- REQUIRED WORK
Transcribe every line below exactly; no image goes into the output.
Start of EXTRACTED MATERIAL
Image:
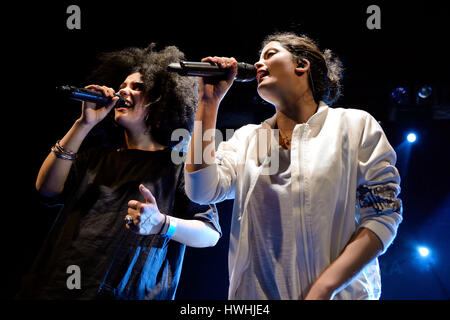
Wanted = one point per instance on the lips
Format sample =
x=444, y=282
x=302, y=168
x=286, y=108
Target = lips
x=261, y=73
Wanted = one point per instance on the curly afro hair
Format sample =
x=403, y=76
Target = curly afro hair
x=173, y=98
x=326, y=68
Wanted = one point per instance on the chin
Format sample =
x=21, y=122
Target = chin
x=266, y=95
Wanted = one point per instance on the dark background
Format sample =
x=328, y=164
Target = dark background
x=409, y=50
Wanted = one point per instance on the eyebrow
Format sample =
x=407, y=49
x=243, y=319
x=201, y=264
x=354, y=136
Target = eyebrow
x=264, y=52
x=133, y=82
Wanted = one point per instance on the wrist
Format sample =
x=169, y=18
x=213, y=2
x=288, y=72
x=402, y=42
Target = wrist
x=83, y=125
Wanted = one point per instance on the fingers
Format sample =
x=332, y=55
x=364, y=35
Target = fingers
x=107, y=92
x=223, y=62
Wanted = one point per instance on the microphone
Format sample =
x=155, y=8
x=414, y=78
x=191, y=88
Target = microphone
x=246, y=72
x=80, y=94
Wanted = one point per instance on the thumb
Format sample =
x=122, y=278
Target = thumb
x=147, y=194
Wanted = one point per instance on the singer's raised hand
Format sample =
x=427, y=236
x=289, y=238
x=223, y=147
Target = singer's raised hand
x=213, y=90
x=91, y=115
x=146, y=217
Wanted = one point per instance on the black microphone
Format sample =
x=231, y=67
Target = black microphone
x=246, y=72
x=81, y=94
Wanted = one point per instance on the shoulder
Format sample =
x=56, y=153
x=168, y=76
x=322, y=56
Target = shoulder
x=354, y=117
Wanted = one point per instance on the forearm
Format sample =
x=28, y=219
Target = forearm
x=361, y=249
x=205, y=123
x=54, y=171
x=193, y=233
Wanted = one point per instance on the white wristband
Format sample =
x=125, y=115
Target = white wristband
x=171, y=229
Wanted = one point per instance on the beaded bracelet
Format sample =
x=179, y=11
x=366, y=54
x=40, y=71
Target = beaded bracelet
x=62, y=153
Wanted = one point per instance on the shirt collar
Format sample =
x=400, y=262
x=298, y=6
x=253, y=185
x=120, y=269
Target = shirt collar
x=316, y=119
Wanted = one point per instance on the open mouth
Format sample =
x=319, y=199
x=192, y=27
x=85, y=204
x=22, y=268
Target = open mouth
x=261, y=74
x=124, y=104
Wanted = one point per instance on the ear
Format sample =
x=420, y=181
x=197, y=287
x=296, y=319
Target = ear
x=302, y=67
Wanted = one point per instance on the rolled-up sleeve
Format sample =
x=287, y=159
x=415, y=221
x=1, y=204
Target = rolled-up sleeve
x=216, y=182
x=379, y=208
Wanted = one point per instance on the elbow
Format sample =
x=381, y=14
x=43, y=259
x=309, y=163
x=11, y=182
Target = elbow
x=45, y=190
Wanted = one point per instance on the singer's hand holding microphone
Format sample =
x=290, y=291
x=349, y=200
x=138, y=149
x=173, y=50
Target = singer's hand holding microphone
x=213, y=90
x=92, y=113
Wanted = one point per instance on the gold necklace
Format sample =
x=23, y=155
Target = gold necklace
x=284, y=140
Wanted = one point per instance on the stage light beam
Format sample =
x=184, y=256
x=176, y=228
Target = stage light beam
x=423, y=251
x=411, y=137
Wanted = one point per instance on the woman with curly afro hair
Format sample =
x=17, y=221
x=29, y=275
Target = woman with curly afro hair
x=126, y=219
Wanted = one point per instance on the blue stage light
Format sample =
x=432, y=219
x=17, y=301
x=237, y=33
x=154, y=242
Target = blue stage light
x=424, y=92
x=411, y=137
x=423, y=251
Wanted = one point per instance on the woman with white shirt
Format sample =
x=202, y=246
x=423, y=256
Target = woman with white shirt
x=313, y=227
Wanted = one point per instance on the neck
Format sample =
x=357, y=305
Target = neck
x=141, y=141
x=297, y=109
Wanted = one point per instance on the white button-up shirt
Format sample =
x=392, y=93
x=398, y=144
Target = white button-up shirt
x=342, y=178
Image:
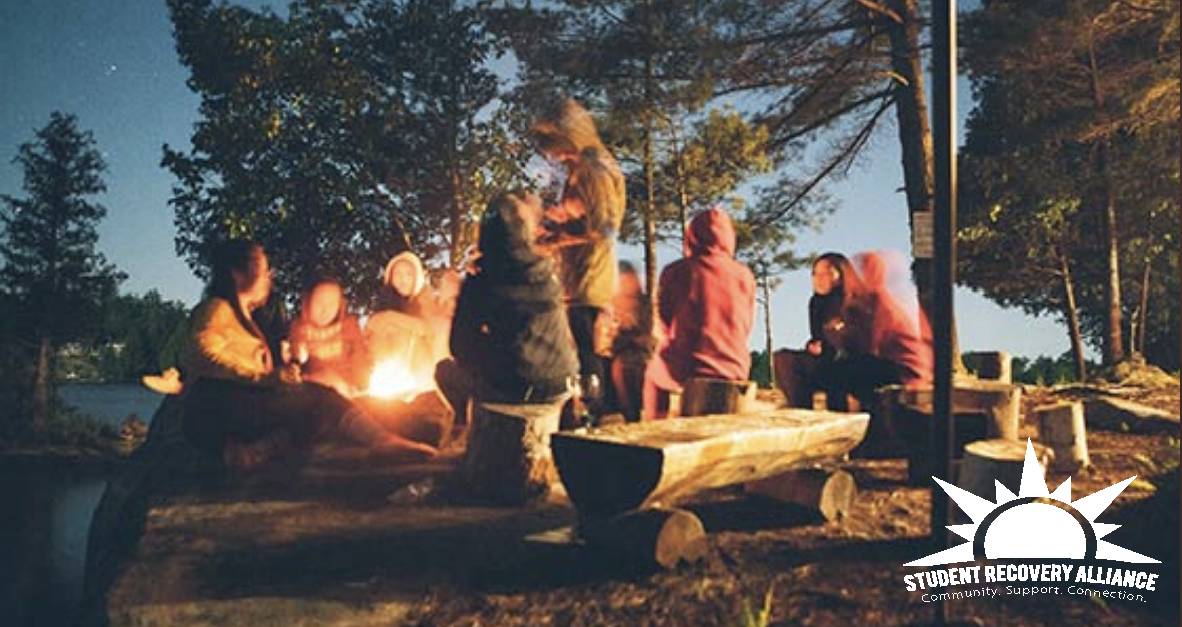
End of EXTRACTED MATERIAL
- OUTPUT
Image:
Wanted = one point per instance on the lips
Format sample =
x=444, y=282
x=302, y=168
x=286, y=108
Target = lips
x=261, y=73
Wanted = one point per instance on the curly afro hair
Format sample =
x=403, y=76
Target = curly afro hair
x=173, y=98
x=326, y=68
Wanted = one point per instance on the chin
Format sample =
x=21, y=122
Target = chin
x=266, y=95
Wanted = one point per instance on the dark background
Format sample =
x=328, y=164
Target = dark background
x=409, y=50
Wanted = one point per instance on the eyebrow
Format sample =
x=407, y=49
x=243, y=319
x=201, y=264
x=354, y=136
Target = eyebrow
x=264, y=52
x=133, y=82
Wanted = one point per instance on the wrist
Format sample =
x=169, y=18
x=213, y=2
x=288, y=72
x=402, y=42
Target = wrist
x=83, y=125
Wanted = one point per instance on the fingers
Format sample =
x=332, y=55
x=364, y=35
Target = fingers
x=107, y=92
x=223, y=62
Wanted = one point per instance on the microphone
Format sample =
x=155, y=8
x=414, y=78
x=191, y=88
Target = microphone
x=246, y=72
x=80, y=94
Wanted = one point per instance on the thumb
Format sample =
x=122, y=278
Target = thumb
x=147, y=194
Wanted = one point per instance on the singer's raised hand
Format sample =
x=427, y=236
x=289, y=238
x=223, y=147
Target = singer's raised hand
x=213, y=90
x=91, y=115
x=146, y=217
Wanted = one point per instance on the black microphone
Format sample =
x=231, y=67
Target = black microphone
x=246, y=72
x=81, y=94
Wanted = one point per instance on the shoulder
Format sample =
x=56, y=153
x=168, y=76
x=322, y=56
Target = shoulder
x=354, y=117
Wanted = one point per instance on the forearm
Format sample =
x=28, y=219
Target = forearm
x=361, y=249
x=205, y=123
x=54, y=171
x=193, y=233
Wanted = one point per instance on the white wristband
Format sample =
x=125, y=115
Target = white wristband
x=171, y=229
Wanted = one point per instance on the beaded bracelet
Format sample =
x=179, y=11
x=366, y=54
x=40, y=71
Target = beaded bracelet
x=62, y=153
Wanted = one point per instance on the shirt collar
Format sample =
x=400, y=262
x=298, y=6
x=253, y=185
x=120, y=269
Target = shirt collar
x=316, y=119
Wanted = one point per instance on the open mouth
Format sample =
x=319, y=199
x=192, y=27
x=85, y=204
x=22, y=268
Target = open mouth
x=261, y=74
x=124, y=104
Wanted = one point per instance on the ear
Format sample =
x=420, y=181
x=197, y=287
x=296, y=319
Target = ear
x=302, y=67
Wanted = one point per instance on the rolled-up sleeve
Format sample =
x=287, y=159
x=415, y=221
x=1, y=204
Target = rolled-up sleeve
x=216, y=182
x=379, y=208
Wanted = one point per instance on the elbow
Format sample =
x=381, y=14
x=43, y=259
x=309, y=163
x=11, y=182
Target = elbow
x=45, y=190
Wanted = one point per instance on the singer's hand holding microphone
Format sample =
x=290, y=291
x=349, y=200
x=138, y=149
x=173, y=50
Target = singer's hand holding microphone
x=213, y=90
x=92, y=113
Wanted = one point per instance on the gold necklace
Format sample =
x=23, y=155
Target = gold necklace
x=284, y=140
Wanted = one point per instance on the stage light beam
Format sample =
x=184, y=256
x=176, y=228
Target = stage light beam
x=423, y=251
x=411, y=137
Wanted = one point per instance on the woman with curly afro hair
Format sample =
x=17, y=221
x=29, y=275
Target = woman with curly afro hair
x=126, y=219
Wanted = one point per instance on the blue stage light
Format sample =
x=432, y=219
x=17, y=301
x=237, y=33
x=154, y=242
Target = blue stage light
x=424, y=92
x=411, y=137
x=423, y=251
Wanted = one point per instance on the woman with white shirt
Format sample =
x=202, y=246
x=423, y=256
Target = woman with white shirt
x=313, y=227
Wanted = one point per instance on the neck
Format sample =
x=357, y=305
Target = neck
x=141, y=141
x=297, y=109
Wanted = one point per instance on the white button-up shirt
Format sample =
x=392, y=93
x=398, y=144
Target = white button-up shirt
x=342, y=178
Image:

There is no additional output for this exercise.